**Problem requirements:**
The lines you return must be all those in the data that hold the string "brown".

··· Excerpted data

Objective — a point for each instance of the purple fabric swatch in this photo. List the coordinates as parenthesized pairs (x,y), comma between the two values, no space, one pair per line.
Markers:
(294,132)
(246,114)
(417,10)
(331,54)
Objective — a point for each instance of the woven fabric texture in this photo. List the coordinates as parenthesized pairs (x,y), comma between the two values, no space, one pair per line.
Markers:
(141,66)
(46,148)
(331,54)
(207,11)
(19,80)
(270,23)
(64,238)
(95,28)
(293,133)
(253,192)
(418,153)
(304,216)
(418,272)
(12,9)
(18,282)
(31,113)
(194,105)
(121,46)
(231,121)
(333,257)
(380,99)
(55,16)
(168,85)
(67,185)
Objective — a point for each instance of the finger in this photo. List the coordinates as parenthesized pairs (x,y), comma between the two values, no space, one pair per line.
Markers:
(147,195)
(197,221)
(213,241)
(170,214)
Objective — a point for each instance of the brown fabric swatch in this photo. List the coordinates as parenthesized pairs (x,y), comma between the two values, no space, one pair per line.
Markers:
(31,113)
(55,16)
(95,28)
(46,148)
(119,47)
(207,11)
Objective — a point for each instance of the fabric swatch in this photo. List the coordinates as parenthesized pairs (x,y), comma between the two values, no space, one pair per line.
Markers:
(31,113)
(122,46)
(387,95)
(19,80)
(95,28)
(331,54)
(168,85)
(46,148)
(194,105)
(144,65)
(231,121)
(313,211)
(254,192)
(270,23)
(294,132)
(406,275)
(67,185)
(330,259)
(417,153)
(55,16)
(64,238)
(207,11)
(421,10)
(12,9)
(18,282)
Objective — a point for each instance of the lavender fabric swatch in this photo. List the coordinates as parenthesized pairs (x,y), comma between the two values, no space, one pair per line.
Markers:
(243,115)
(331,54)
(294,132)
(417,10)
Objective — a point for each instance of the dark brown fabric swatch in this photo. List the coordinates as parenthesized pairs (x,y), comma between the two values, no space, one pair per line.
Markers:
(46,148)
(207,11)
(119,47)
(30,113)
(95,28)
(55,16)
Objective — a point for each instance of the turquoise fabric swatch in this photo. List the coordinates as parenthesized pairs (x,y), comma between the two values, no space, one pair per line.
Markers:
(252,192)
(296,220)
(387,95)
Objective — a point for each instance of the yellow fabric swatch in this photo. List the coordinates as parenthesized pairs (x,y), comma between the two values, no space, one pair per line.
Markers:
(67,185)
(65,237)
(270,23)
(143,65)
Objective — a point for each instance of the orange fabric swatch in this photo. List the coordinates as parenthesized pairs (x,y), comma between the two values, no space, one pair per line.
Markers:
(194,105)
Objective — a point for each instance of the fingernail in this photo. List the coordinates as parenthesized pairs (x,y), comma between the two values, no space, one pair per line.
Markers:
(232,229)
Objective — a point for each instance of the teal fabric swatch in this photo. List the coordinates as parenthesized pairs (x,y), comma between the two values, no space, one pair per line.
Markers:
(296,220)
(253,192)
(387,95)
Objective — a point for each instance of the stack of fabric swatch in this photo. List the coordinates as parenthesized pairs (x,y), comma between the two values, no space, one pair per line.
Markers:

······

**Output below:**
Objective — a point for each instance of the brown fabric swatch in this photo. List the coordinates as parenthesized pairs (x,y), comma between the two values, no space, one pair per line.
Objective — a point for each instance of the dark brown fabric swatch in this photo. List the coordinates as parenthesized pairs (x,y), comma between the two values, no space, one pair per line.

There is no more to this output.